## TAREFA SOLICITADA 1:
Retorne cada linha das entradas que contenha a palavra "foliage".

## TEXTO PARA LEITURA:
──────────────────────────────

Historiador relembra os sabores da infância passada em Londres, dividida entre as iguarias da família judaica, a tradição inglesa e a influência dos imigrantes

TONY JUDT

O fato de ter crescido à base de comida ruim não significa que não sinta saudade dela. Minha infância gastronômica foi marcada por tudo o que havia de menos inspirador na culinária inglesa tradicional, aliviado por toques de cosmopolitismo europeu introduzidos vez ou outra pelas memórias cada vez mais tênues de meu pai de sua juventude na Bélgica e intercalado por lembretes semanais de uma herança inteiramente outra: os jantares da noite do shabat na casa de meus avós, judeus do Leste Europeu.
Essa mistura curiosa não ajudou muito a aguçar minhas papilas gustativas -foi apenas quando vivi na França, como estudante de pós-graduação, que tive contato com boa comida de maneira regular-, mas veio se somar às confusões de minha identidade juvenil.
Minha mãe nasceu na parte menos judaica da velha East End londrina: no cruzamento das ruas Burdett e Commercial, a poucas quadras ao norte das docas de Londres.
Esse acaso topográfico infeliz -na ausência do ambiente intensamente judaico de Stepney Green, algumas centenas de metros mais ao norte, ela sempre se sentiu um pouco alheia ao lugar onde vivia- intensificou muitos aspectos de outro modo curiosos de sua personalidade.

Comida esquerdista
Diferentemente de meu pai, minha mãe nutria profundo respeito pelo rei e pela rainha e, mais tarde, sempre se sentiu tentada a ficar em pé durante o discurso da rainha na TV.
Ela era discreta sobre sua condição judaica, a ponto de deixar entrever que se envergonhava dela, formando um contraste com o caráter abertamente estrangeiro e iídiche do resto de nossa extensa família.
E, em um tributo invertido à indiferença de sua própria mãe às tradições judaicas, minha mãe não sabia praticamente nada sobre a culinária judaica.

──────────────────────────────

## TAREFA SOLICITADA 2:
Traduza para o inglês a seguinte frase do texto acima, sobre os sabores da infância: "Minha mãe nasceu na parte menos judaica da velha East End londrina: no cruzamento das ruas Burdett e Commercial, a poucas quadras ao norte das docas de Londres."

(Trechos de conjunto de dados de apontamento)
──────────────────────────────

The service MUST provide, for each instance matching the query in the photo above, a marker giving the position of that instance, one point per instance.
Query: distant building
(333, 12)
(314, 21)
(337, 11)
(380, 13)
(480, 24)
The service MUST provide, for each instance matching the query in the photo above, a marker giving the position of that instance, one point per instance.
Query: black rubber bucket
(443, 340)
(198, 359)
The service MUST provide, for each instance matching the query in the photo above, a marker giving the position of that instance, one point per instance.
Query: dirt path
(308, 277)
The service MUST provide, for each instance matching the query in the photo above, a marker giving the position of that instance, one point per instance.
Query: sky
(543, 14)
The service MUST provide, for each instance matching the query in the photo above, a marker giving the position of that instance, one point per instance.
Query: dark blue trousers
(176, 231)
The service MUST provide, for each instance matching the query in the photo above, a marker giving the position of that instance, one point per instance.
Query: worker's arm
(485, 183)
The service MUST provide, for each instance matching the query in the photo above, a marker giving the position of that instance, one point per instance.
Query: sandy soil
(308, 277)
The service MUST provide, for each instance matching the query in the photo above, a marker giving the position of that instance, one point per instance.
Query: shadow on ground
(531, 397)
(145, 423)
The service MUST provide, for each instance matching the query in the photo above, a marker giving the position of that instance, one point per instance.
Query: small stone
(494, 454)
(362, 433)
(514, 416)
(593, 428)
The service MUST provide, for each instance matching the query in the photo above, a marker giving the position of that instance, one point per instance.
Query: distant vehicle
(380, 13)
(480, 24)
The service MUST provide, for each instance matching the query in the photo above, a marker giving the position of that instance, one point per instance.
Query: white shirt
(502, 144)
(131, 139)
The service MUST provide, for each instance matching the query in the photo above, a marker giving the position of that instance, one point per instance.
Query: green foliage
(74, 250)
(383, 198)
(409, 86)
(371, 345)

──────────────────────────────

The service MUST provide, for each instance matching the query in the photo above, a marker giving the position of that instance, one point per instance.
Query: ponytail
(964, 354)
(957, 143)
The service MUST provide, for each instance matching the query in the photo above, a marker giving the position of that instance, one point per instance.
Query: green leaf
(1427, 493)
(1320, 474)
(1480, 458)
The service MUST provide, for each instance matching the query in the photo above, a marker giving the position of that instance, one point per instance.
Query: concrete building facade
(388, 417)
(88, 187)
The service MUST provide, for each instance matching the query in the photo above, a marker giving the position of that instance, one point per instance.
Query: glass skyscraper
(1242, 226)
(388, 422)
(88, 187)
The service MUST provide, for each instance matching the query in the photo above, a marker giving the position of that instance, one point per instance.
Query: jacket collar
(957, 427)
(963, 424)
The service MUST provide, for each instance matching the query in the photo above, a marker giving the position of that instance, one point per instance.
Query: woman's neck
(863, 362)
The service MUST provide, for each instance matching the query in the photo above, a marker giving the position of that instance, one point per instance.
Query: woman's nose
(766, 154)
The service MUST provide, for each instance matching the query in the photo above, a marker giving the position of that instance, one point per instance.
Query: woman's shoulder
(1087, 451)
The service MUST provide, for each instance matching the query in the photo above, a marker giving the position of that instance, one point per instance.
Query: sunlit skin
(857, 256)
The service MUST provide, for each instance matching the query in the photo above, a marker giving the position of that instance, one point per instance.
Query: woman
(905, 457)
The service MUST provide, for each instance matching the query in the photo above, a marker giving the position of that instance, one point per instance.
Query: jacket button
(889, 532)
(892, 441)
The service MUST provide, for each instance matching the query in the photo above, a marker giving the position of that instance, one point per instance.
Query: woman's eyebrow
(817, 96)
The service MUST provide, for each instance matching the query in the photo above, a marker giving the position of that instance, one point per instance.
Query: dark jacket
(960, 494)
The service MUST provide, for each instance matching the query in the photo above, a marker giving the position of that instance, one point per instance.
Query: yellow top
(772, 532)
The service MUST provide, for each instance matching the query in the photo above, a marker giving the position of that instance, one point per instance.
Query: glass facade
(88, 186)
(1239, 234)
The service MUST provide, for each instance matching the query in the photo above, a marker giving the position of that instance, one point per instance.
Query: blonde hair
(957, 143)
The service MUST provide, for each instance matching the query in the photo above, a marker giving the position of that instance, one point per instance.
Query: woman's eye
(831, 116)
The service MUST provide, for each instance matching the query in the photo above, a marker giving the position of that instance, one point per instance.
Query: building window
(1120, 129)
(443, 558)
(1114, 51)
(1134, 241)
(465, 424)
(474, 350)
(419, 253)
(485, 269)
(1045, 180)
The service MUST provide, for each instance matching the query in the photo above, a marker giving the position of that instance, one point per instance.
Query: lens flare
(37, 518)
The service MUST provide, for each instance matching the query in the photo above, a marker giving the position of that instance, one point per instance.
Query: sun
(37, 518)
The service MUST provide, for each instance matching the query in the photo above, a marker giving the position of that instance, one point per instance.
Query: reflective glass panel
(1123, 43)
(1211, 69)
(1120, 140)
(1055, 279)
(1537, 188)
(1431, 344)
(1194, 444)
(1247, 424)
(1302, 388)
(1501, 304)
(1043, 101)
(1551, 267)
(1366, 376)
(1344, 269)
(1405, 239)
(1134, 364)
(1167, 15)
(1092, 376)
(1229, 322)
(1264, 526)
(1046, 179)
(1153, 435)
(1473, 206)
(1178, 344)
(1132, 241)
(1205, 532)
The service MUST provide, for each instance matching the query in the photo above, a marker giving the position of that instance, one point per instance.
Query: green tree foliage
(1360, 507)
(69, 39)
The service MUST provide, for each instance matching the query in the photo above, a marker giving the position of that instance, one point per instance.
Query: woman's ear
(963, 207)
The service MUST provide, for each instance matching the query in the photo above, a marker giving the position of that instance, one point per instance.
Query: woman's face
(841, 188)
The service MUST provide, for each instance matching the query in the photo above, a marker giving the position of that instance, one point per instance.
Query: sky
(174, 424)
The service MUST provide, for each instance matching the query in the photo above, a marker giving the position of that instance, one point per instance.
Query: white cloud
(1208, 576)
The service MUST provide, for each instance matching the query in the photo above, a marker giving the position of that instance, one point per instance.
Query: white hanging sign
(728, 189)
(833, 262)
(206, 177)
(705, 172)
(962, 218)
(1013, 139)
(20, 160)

──────────────────────────────

## RESPOSTA COMPLETA 1:
Query: green foliage
Query: green tree foliage

## RESPOSTA COMPLETA 2:
My mother was born in the least Jewish part of London's old East End: at the intersection of Burdett Road and Commercial Road, a few blocks north of the London docks.